### Exercise description
Copy the records below exactly as they appear.

### Material for the task
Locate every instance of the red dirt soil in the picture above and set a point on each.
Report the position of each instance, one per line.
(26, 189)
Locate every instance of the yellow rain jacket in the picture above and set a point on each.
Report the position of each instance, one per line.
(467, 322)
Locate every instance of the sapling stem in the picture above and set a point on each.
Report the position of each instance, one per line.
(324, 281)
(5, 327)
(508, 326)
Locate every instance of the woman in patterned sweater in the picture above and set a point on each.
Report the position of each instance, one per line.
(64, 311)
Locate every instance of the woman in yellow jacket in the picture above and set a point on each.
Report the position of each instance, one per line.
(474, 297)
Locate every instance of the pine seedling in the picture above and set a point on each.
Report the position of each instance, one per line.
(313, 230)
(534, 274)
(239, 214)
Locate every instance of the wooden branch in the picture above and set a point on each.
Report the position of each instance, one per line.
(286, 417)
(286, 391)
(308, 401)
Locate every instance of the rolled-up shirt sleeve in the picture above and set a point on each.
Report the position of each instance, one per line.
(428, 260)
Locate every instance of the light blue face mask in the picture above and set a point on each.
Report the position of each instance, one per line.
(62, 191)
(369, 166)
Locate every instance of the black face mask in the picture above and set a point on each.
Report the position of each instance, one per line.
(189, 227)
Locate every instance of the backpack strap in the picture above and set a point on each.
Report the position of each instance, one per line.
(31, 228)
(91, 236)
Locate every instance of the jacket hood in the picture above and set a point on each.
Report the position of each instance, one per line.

### Result of this task
Locate every instance of the red dirt soil in the picture above and set a point on each.
Report the position of each instance, one per line.
(26, 189)
Locate every instance of the yellow rain jacket in the picture above and set a point on each.
Report the position of each instance, one per line.
(467, 322)
Locate every instance of the sapling stem in the picture above and set a point on each.
Report the position of each instance, one per line.
(324, 281)
(5, 327)
(508, 326)
Locate every instance of the woman in patterned sweater in the picture above and set a point on each.
Report the position of each instance, one per line.
(64, 311)
Locate every instance of the woman in yellow jacket in the picture above and set a point on each.
Report the position of each instance, one per line.
(474, 297)
Locate every instance of the pine seedling in the picture above and set a point on each.
Report the position of each instance, one per line.
(313, 230)
(534, 274)
(239, 214)
Locate every instance of the wooden branch in the picture above and set a point on each.
Report the position of each instance, one per line.
(286, 417)
(286, 391)
(308, 401)
Locate every instance of the rolled-up shirt sleeve in the picture above and set a point on each.
Report the position of each instance, one per line.
(428, 260)
Locate every instance of the light blue face mask in the picture above and set a point on each.
Report the position of each instance, one per line.
(62, 191)
(369, 166)
Locate every instance of the black face mask in the picture above and set a point on each.
Report the position of each instance, one per line.
(189, 227)
Locate every instance of the backpack strap in the picture above and set a point on each.
Report the position of each instance, one per line.
(31, 228)
(91, 236)
Locate every instance of the jacket hood in the picture above and set a point on each.
Report the position of each instance, one per line.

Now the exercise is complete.